* Start Stored rows *

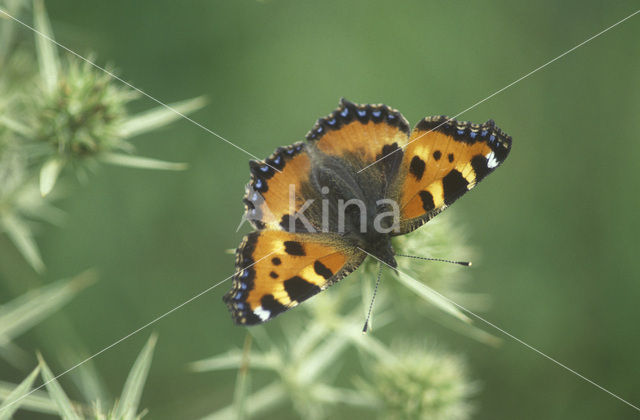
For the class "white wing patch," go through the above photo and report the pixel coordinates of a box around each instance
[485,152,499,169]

* End Stored rows *
* Start Stored rows *

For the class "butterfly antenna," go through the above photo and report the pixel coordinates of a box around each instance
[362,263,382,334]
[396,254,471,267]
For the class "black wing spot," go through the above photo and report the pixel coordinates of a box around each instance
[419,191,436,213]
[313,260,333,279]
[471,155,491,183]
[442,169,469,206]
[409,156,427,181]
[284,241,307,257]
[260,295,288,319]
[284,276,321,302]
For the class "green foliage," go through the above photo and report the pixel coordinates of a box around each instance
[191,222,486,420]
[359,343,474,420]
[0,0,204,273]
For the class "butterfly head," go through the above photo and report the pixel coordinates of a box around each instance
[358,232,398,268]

* End Stored rows *

#### Exercise
Report how many lines of the records above contain the word "each", and give only the number.

#### Answer in full
5